Estratto del documento.
▽
SERVIZI SOCIALI: I PROBLEMI IRRISOLTI SONO TROPPI

Dopo 15 anni la legge 328 non è ancora stata applicata. E intanto nuovi problemi chiedono soluzioni

di Caterina Ciampa

Si è tenuto a Roma martedì 10 novembre il convegno : “15 anni di legge 328, idee per il futuro. Per un sistema integrato dei servizi sociali ”, questo incontro è successivo al precedente confronto sui 15 anni di attuazione della legge n. 328/2000 sui modelli di gestione associata dei servizi sociali, che si è tenuta il 14 settembre scorso.
I temi affrontati sono stati: il percorso nell’attuazione della legge che è alla base del nostro sistema di stato sociale, i risultati raggiunti, le problematiche irrisolte e quali interventi realizzare nel segno dell’innovazione e dello sviluppo.
Per Donata Lenzi, capogruppo PD, l’impianto della Legge 328 è ancora attuale, la società però cambia ed oggi ci sono altri problemi quali l’immigrazione o l’allungamento della vita media che ha aspetti positivi e negativi. A tal proposito bisogna rafforzare le risposte alla non autosufficienza; la disabilità è altro e non può essere mesa sullo stesso piano. Su queste nuove tematiche bisogna formulare proposte di intervento e non solo trasferimenti monetari.

328: una legge non attuata

Livia Turco, presente all’incontro e ministro della Solidarietà Sociale all’epoca dell’approvazione della legge, ha affermato che il centrosinistra doveva essere più netto nel difenderla, in quanto l’attuazione è stata a “macchia di leopardo” e sicuramente i governi di centrodestra non l’hanno incoraggiata. Le problematiche di oggi, con la crisi economica e l’impoverimento, hanno creato delle gerarchie del disagio: esistono fragilità che vengono lasciate più indietro delle altre, bisogna coltivare meglio la relazione di cura, agire in rete e le politiche sociali devono essere il motore dello sviluppo.
△
Compito. Puoi riportare per intero l'articolo sulla legge 328, senza cambiare nulla? Il materiale non ha alcun rapporto con l'articolo sulla legge 328.

Materiale.
▽
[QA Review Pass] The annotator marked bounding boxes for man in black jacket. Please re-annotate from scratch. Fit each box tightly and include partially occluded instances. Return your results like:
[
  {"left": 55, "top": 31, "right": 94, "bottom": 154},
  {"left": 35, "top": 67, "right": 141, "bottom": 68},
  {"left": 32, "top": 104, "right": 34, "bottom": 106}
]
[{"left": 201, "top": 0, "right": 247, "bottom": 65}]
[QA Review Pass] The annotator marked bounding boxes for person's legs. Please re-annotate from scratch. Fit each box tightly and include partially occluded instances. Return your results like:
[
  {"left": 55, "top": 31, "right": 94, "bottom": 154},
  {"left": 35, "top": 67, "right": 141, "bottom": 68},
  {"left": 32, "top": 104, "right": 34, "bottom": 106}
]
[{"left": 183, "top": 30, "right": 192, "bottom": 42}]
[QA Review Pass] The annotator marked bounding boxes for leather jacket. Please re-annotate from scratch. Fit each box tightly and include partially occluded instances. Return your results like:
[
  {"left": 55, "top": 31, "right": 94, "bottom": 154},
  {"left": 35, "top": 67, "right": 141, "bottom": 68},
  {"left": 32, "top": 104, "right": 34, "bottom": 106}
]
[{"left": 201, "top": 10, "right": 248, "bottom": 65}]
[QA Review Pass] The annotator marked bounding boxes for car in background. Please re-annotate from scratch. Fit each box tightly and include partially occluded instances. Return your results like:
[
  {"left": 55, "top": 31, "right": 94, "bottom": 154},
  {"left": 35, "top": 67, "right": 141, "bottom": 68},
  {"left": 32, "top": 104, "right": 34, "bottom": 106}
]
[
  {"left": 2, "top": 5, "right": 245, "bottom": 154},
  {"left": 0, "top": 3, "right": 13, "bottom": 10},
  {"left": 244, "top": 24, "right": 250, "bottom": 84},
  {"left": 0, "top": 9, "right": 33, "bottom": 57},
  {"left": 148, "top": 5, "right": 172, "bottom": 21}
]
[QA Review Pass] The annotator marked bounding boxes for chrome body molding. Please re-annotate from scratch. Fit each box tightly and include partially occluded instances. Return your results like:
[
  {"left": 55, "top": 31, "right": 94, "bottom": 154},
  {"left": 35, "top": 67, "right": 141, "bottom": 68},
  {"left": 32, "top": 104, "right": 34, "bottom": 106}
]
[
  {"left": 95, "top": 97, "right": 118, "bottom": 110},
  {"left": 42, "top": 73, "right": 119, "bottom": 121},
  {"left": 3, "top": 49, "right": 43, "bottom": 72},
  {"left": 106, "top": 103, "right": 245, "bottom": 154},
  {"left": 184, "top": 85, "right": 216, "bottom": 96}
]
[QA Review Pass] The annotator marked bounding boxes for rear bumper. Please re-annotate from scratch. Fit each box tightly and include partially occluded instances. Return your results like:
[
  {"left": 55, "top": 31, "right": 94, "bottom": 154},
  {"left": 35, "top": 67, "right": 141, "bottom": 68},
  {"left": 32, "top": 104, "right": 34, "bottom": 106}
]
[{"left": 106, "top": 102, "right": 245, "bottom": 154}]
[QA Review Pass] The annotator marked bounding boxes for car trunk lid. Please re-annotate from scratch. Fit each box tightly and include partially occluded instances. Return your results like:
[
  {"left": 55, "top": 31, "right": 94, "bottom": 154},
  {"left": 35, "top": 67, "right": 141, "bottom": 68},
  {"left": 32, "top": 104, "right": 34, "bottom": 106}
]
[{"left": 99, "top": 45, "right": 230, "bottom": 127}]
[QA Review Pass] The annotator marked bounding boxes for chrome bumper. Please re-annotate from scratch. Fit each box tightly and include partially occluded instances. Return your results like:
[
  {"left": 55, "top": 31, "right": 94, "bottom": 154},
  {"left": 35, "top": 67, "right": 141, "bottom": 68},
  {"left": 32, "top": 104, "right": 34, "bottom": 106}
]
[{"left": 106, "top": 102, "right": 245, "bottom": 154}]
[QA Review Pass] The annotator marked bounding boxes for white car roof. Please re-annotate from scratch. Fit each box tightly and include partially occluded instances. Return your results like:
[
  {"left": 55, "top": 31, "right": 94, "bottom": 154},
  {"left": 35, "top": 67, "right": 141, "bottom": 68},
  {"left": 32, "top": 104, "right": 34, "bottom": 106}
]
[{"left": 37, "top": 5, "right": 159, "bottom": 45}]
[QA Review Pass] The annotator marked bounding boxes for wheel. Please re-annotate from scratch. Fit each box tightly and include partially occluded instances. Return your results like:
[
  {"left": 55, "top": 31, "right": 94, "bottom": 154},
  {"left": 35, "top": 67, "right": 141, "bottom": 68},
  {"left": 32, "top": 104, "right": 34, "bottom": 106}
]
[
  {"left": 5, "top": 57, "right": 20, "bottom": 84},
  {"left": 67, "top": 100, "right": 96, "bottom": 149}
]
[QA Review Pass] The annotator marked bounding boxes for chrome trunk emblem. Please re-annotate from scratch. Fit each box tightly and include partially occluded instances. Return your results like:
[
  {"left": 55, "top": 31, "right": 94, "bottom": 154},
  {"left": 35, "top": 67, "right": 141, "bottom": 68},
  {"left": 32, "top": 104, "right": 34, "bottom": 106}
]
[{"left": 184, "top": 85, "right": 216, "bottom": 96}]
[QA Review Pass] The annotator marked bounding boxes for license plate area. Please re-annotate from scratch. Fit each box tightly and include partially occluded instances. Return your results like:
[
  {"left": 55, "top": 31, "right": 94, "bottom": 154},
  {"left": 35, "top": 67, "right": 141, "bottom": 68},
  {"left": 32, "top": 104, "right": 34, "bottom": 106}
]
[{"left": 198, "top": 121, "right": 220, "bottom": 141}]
△
Risposta scritta.
SERVIZI SOCIALI: I PROBLEMI IRRISOLTI SONO TROPPI

Dopo 15 anni la legge 328 non è ancora stata applicata. E intanto nuovi problemi chiedono soluzioni

di Caterina Ciampa

Si è tenuto a Roma martedì 10 novembre il convegno : “15 anni di legge 328, idee per il futuro. Per un sistema integrato dei servizi sociali ”, questo incontro è successivo al precedente confronto sui 15 anni di attuazione della legge n. 328/2000 sui modelli di gestione associata dei servizi sociali, che si è tenuta il 14 settembre scorso.
I temi affrontati sono stati: il percorso nell’attuazione della legge che è alla base del nostro sistema di stato sociale, i risultati raggiunti, le problematiche irrisolte e quali interventi realizzare nel segno dell’innovazione e dello sviluppo.
Per Donata Lenzi, capogruppo PD, l’impianto della Legge 328 è ancora attuale, la società però cambia ed oggi ci sono altri problemi quali l’immigrazione o l’allungamento della vita media che ha aspetti positivi e negativi. A tal proposito bisogna rafforzare le risposte alla non autosufficienza; la disabilità è altro e non può essere mesa sullo stesso piano. Su queste nuove tematiche bisogna formulare proposte di intervento e non solo trasferimenti monetari.

328: una legge non attuata

Livia Turco, presente all’incontro e ministro della Solidarietà Sociale all’epoca dell’approvazione della legge, ha affermato che il centrosinistra doveva essere più netto nel difenderla, in quanto l’attuazione è stata a “macchia di leopardo” e sicuramente i governi di centrodestra non l’hanno incoraggiata. Le problematiche di oggi, con la crisi economica e l’impoverimento, hanno creato delle gerarchie del disagio: esistono fragilità che vengono lasciate più indietro delle altre, bisogna coltivare meglio la relazione di cura, agire in rete e le politiche sociali devono essere il motore dello sviluppo.